◆ AIM OF THE TASK
The lines to copy are those holding the string "Thank" in the entries below.

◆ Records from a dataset
------------------------------------------------------------
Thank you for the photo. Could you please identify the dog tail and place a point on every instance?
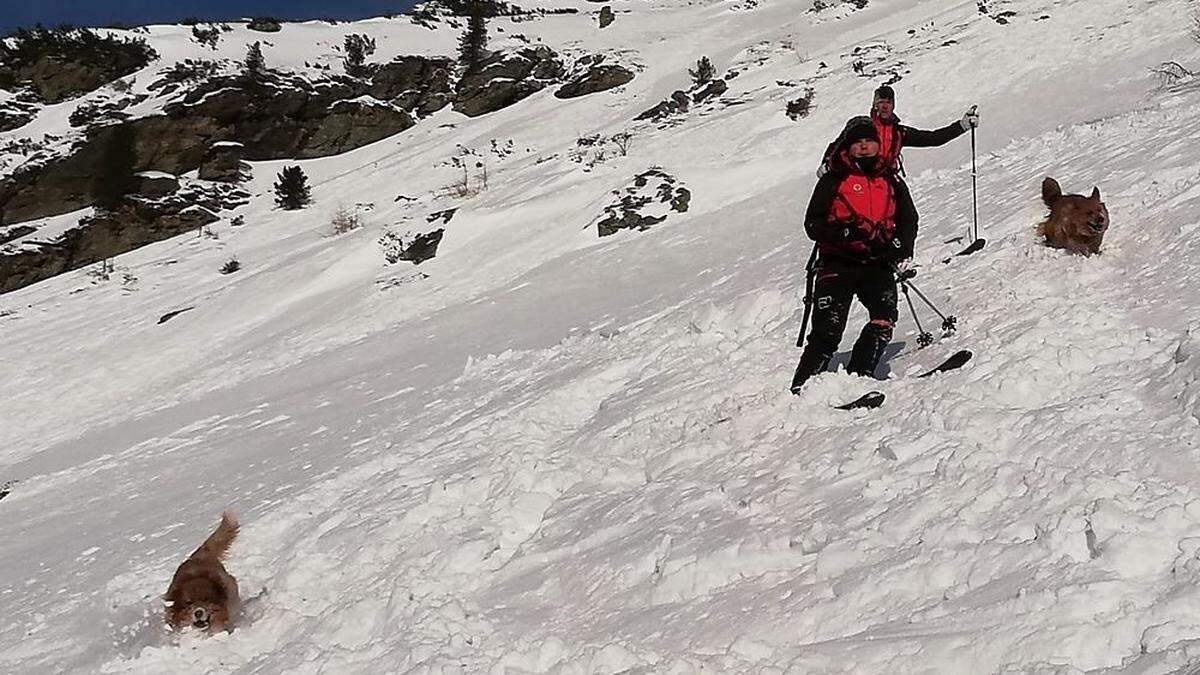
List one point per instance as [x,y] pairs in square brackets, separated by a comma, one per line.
[220,539]
[1050,191]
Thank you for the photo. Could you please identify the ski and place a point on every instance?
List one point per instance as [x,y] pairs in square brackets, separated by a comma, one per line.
[957,360]
[867,401]
[971,249]
[975,246]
------------------------------------------------------------
◆ RESPONSE TO THIS TASK
Thank you for the photo. Could you please identify the dog tail and place a point on every instance?
Thank you for the photo. Could you please identify the ski and place a point on every instance?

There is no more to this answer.